SHORT PROBLEM: Display each line below that contains the string "sneaker". Case matters.

SUPPLIED MATERIAL:
====================

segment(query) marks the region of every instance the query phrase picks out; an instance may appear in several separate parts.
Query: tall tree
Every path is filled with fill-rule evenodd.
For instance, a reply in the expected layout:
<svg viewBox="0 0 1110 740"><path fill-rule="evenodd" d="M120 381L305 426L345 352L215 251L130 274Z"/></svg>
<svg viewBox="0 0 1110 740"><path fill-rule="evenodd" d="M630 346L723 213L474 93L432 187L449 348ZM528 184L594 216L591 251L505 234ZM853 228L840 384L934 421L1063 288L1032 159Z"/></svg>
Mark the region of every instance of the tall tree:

====================

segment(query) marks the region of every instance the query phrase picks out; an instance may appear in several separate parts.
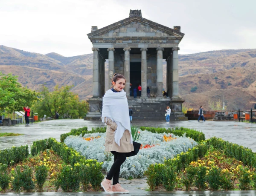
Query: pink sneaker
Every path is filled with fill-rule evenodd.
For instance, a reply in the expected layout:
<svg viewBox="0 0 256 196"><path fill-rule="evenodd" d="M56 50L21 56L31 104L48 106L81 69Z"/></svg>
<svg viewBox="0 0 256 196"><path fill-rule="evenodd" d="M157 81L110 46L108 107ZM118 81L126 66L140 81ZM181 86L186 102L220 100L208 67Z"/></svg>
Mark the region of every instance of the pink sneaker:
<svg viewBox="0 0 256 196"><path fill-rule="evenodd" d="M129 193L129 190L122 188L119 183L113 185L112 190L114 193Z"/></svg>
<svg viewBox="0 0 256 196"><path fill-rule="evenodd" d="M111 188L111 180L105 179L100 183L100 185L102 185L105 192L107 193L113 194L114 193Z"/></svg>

====================

FINAL RESULT:
Query: pink sneaker
Mark the region of every instance of the pink sneaker:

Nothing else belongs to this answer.